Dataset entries
▽
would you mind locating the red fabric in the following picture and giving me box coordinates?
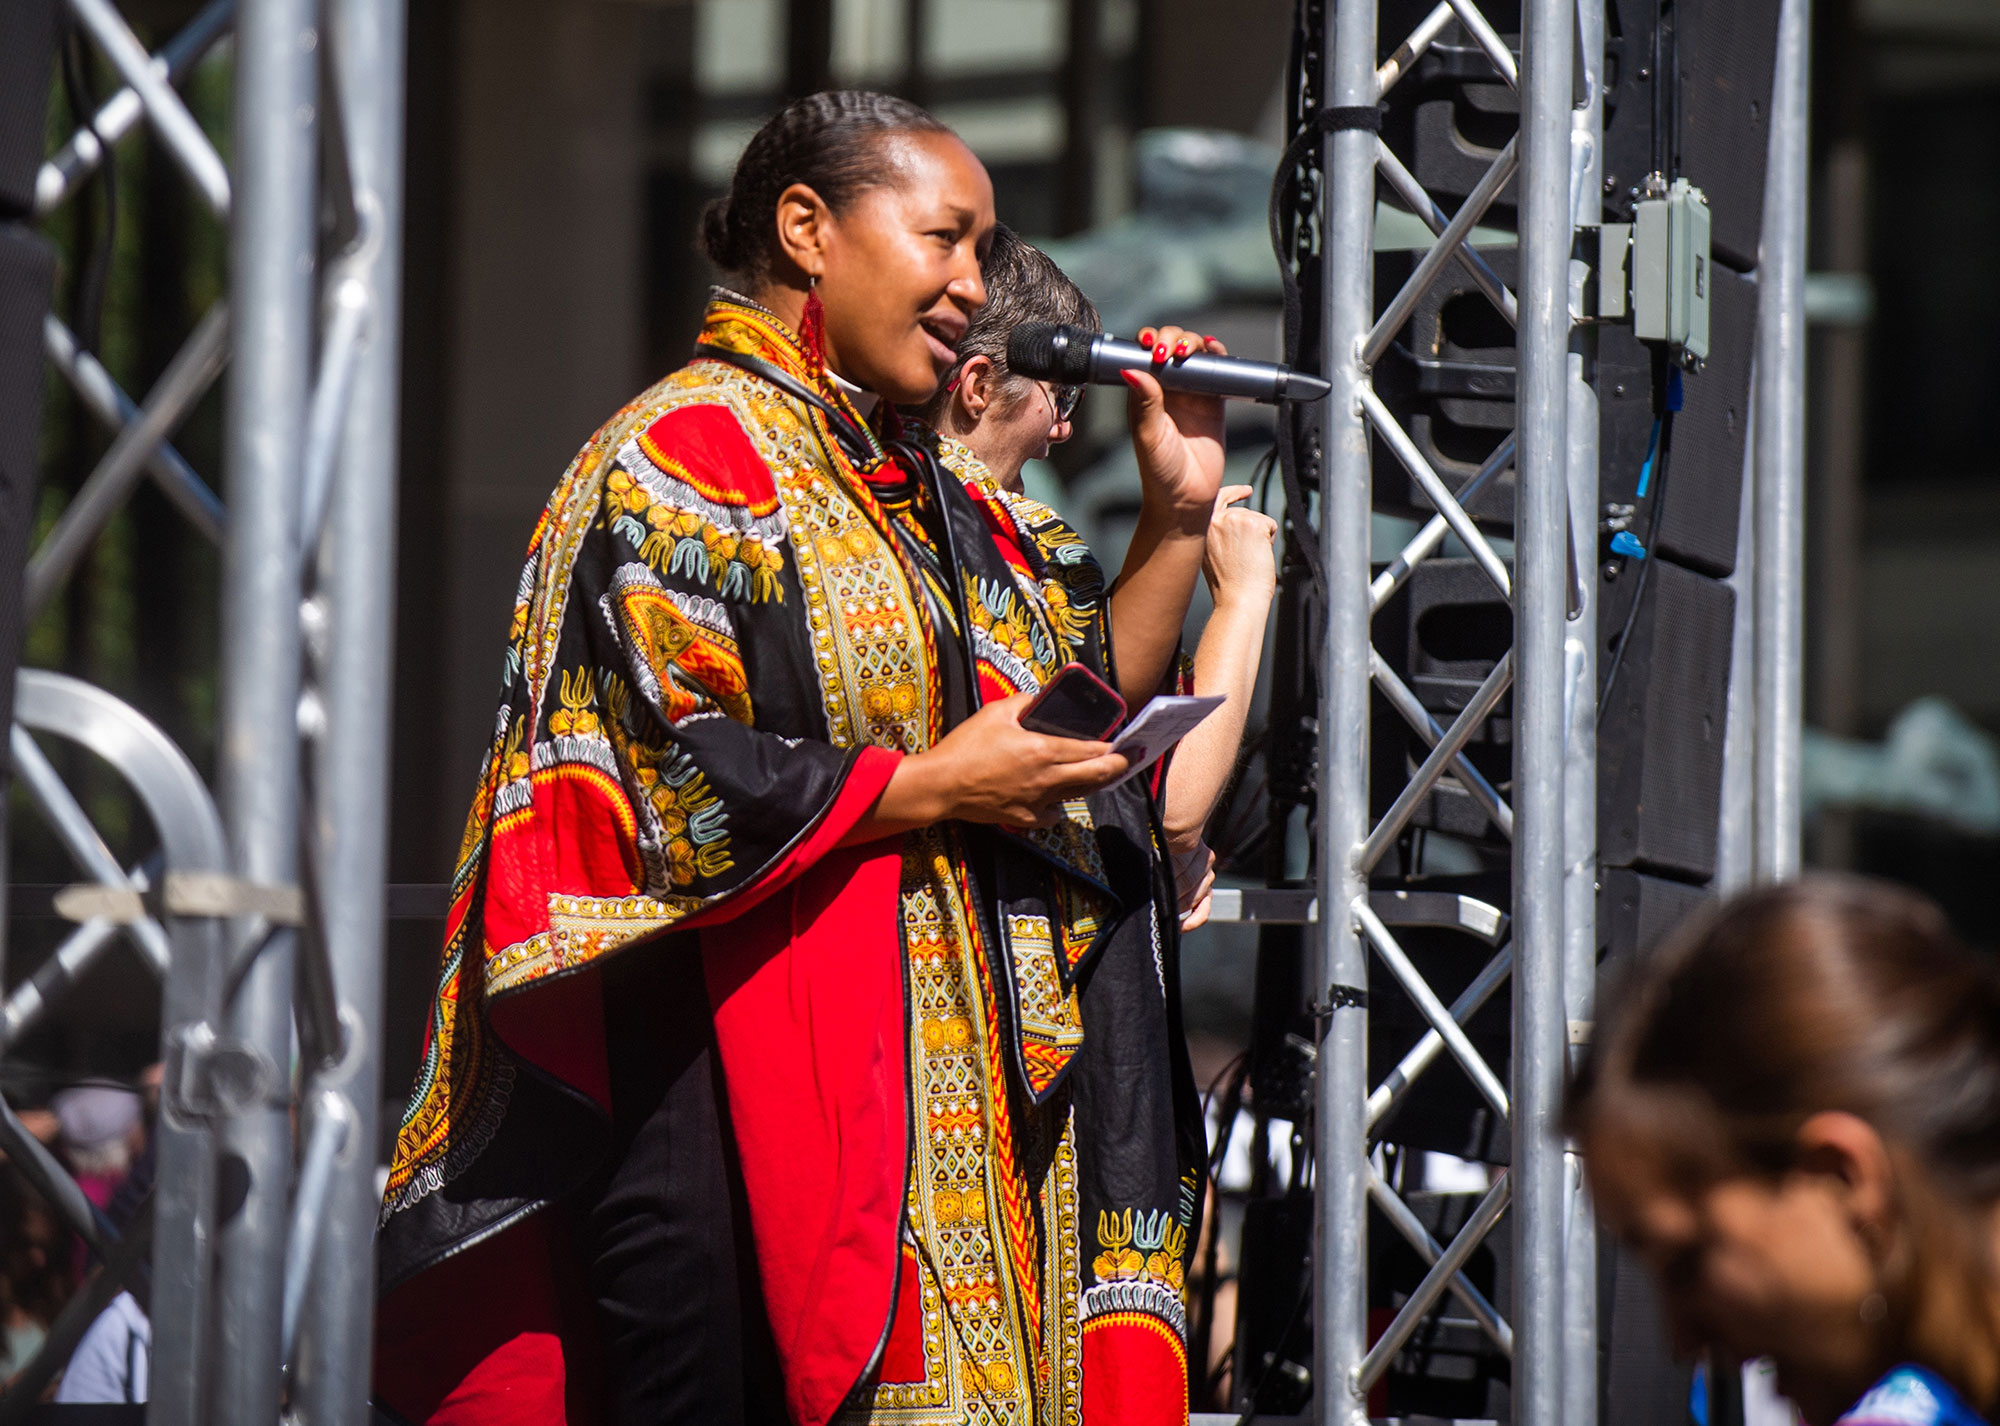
[487,747,901,1113]
[636,403,783,512]
[703,765,911,1426]
[971,483,1035,575]
[876,1243,929,1386]
[1080,1315,1190,1426]
[379,749,901,1424]
[375,1214,602,1426]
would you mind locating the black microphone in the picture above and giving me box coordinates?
[1007,323,1332,404]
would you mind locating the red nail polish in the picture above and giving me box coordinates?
[1175,341,1190,357]
[1120,370,1144,388]
[1153,344,1168,361]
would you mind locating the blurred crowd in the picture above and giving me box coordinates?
[0,1068,157,1405]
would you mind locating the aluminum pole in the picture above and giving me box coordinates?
[1563,0,1604,1418]
[1753,0,1811,883]
[1317,0,1379,1419]
[1514,0,1574,1420]
[212,0,317,1418]
[292,0,406,1417]
[1716,421,1758,894]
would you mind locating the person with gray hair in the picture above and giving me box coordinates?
[914,227,1278,928]
[913,223,1097,492]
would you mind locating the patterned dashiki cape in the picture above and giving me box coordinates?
[376,293,1206,1426]
[1837,1367,1988,1426]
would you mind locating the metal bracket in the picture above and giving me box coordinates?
[54,871,304,926]
[161,1021,289,1126]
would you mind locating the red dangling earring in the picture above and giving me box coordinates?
[800,276,827,380]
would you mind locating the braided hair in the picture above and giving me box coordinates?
[699,91,951,281]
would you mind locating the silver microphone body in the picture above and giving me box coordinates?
[1006,322,1332,404]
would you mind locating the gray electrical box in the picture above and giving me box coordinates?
[1631,177,1711,366]
[1599,222,1632,320]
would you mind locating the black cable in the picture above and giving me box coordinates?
[1250,443,1280,515]
[1596,405,1675,722]
[59,21,117,360]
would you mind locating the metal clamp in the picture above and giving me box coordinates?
[53,871,304,926]
[161,1021,289,1127]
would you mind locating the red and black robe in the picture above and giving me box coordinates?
[375,294,1206,1426]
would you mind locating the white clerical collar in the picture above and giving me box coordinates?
[826,366,878,418]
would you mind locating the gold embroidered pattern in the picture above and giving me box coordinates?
[780,465,935,755]
[1004,913,1085,1100]
[854,830,1086,1426]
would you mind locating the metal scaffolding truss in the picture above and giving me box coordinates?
[1304,0,1809,1423]
[2,0,406,1420]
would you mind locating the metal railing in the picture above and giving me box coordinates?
[2,0,406,1421]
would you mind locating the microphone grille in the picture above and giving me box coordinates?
[1007,323,1093,384]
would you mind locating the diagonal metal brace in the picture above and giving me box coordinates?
[36,0,234,216]
[1354,897,1511,1121]
[1361,386,1513,601]
[25,304,230,616]
[44,315,226,541]
[1359,649,1515,872]
[1375,139,1520,326]
[11,726,173,973]
[1366,134,1520,367]
[1445,0,1521,88]
[1369,943,1514,1133]
[1362,1168,1514,1388]
[1372,432,1516,613]
[64,0,232,215]
[1370,649,1514,837]
[1377,2,1455,97]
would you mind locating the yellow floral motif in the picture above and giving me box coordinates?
[600,672,632,734]
[611,461,788,603]
[631,746,732,887]
[1093,1207,1189,1296]
[547,666,602,738]
[1091,1209,1145,1283]
[502,715,530,782]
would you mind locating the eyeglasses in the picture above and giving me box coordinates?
[1041,381,1083,425]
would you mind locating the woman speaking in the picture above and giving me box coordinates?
[375,92,1222,1426]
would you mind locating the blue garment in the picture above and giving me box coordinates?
[1838,1366,1987,1426]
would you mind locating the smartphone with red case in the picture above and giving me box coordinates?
[1019,663,1127,741]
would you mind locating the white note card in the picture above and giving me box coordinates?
[1101,694,1225,790]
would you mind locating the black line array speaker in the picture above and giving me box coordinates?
[1598,557,1735,882]
[1381,0,1782,272]
[1373,246,1521,525]
[0,0,57,218]
[1372,557,1513,847]
[1378,0,1523,226]
[0,222,56,741]
[1601,0,1783,272]
[1598,867,1714,969]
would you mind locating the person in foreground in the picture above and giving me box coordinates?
[375,91,1218,1426]
[912,227,1279,930]
[1568,875,2000,1426]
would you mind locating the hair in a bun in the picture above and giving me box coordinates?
[699,90,949,279]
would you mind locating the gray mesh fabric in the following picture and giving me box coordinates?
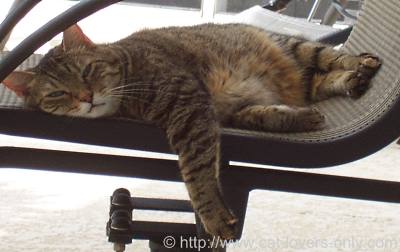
△
**Task directions**.
Wherever a picture appears, omit it; copy the rest of the data exactly.

**Expected answer**.
would you mind locating the red fabric in the following picture and giving me box coordinates?
[487,747,901,1113]
[636,403,783,512]
[703,765,911,1426]
[971,483,1035,575]
[876,1243,929,1386]
[1080,1315,1190,1426]
[379,749,901,1424]
[375,1214,602,1426]
would you mind locating the black microphone in the picture above and giving me box coordinates?
[1007,323,1332,404]
would you mind locating the red nail polish in the picture above and giving me box coordinates?
[1175,341,1190,357]
[1120,370,1144,388]
[1153,344,1168,361]
would you mind locating the blurred crowd in the picture above and giving me box coordinates?
[0,1068,157,1405]
would you mind locating the aluminum pole in the picture above and giving me box coordinates?
[1563,0,1604,1418]
[1753,0,1811,883]
[1317,0,1379,1419]
[1514,0,1574,1420]
[212,0,317,1418]
[292,0,406,1417]
[1716,421,1758,894]
would you mind locating the person with gray hair in the picture above and giving me box coordinates?
[914,227,1278,928]
[913,223,1097,492]
would you mind locating the patterned dashiki cape in the picture above and giving me box coordinates?
[376,293,1206,1426]
[1837,1367,1988,1426]
would you mind locating the metal bracket in the picture above and giving me box coordinates?
[54,871,304,926]
[161,1021,289,1126]
would you mind locating the red dangling earring in the picture above and giving me box coordinates?
[800,276,827,380]
would you mind locating the braided hair in the picture above and giving me box coordinates?
[699,91,951,281]
would you mind locating the silver microphone body in the picture above and giving me box coordinates?
[1006,322,1332,404]
would you mind locating the gray electrical box in the picture above and giving me box coordinates?
[1631,177,1711,366]
[1599,222,1632,320]
would you mind locating the black cable in the picture above and giving me box coordinates?
[1250,443,1280,515]
[1596,405,1675,722]
[59,21,117,360]
would you mind locating the metal clamp in the picture above and giving me box coordinates?
[53,871,304,926]
[161,1021,289,1127]
would you mind locating the red and black robe in the picture above and giving me box coordinates?
[375,294,1206,1426]
would you mind locating the white clerical collar in the picture above and giving me box coordinates?
[826,366,878,418]
would you mind locating the gold embroidered pattern in the picture above and giving me box coordinates?
[780,465,935,755]
[1004,913,1085,1100]
[854,830,1086,1426]
would you mind locating the metal scaffolding truss in the picture above and giving me box coordinates?
[1304,0,1809,1423]
[2,0,406,1420]
would you mind locating the metal railing in the picture above and giving me box coordinates?
[2,0,406,1421]
would you mind locating the microphone grille in the picture above and giving me box coordinates?
[1007,323,1093,384]
would you mind locating the diagonal metal brace in the picture above and giving me box coordinates?
[36,0,234,216]
[1354,897,1511,1121]
[1361,386,1513,601]
[25,304,230,616]
[44,315,226,541]
[1359,649,1515,872]
[1375,139,1520,326]
[11,726,173,973]
[1366,134,1520,367]
[1445,0,1521,88]
[1369,943,1514,1133]
[1362,1168,1514,1388]
[1372,432,1516,613]
[64,0,232,215]
[1370,649,1514,837]
[1377,2,1455,97]
would you mind locating the yellow floral motif in the picture above and giving me box coordinates?
[600,672,632,734]
[611,461,788,603]
[631,746,732,887]
[1093,1207,1189,1296]
[547,666,602,738]
[1091,1209,1145,1283]
[502,715,530,782]
would you mind locating the eyeglasses in the picture above and giving me box coordinates?
[1041,381,1083,425]
would you mind locating the woman speaking in the picture above and giving me box coordinates?
[375,92,1222,1426]
would you mind locating the blue garment in the picture above and giving me box coordinates?
[1838,1366,1987,1426]
would you mind locating the smartphone with red case in the picture above and giving me box coordinates?
[1019,663,1127,741]
would you mind locating the white note card in the picture above and giving me box coordinates?
[1101,694,1225,790]
would you mind locating the black line array speaker in the picture above and giving me box coordinates?
[1598,557,1735,882]
[1381,0,1782,272]
[1373,246,1521,525]
[0,0,57,218]
[1372,557,1513,847]
[1378,0,1523,226]
[0,222,56,741]
[1601,0,1783,272]
[1598,867,1714,969]
would you mind locating the person in foreground in the picture above and giving me box coordinates?
[375,91,1218,1426]
[912,227,1279,930]
[1568,875,2000,1426]
would you mind locating the hair in a bun in the picture above and giving me box coordinates?
[699,90,949,279]
would you mind locating the gray mesh fabric in the following picture and giving me box coordinates?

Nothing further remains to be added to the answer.